To do: Repeat the data exactly, with every line included.

Records for this task:
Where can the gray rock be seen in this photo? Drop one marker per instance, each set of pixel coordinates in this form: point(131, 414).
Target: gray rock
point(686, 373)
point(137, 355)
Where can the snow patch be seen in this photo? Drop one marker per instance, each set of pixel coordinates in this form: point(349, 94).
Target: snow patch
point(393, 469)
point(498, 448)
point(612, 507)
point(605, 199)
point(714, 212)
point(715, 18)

Your solution:
Where can the gray rock be seen in this photo? Drop one marker per instance, each set of pixel coordinates in this form: point(131, 414).
Target: gray rock
point(686, 373)
point(137, 355)
Where can the snow patch be seen in this photo? Drop one marker per instance, each set of pixel coordinates in this form: point(349, 94).
Target: snow patch
point(393, 469)
point(498, 448)
point(612, 507)
point(605, 199)
point(714, 212)
point(715, 18)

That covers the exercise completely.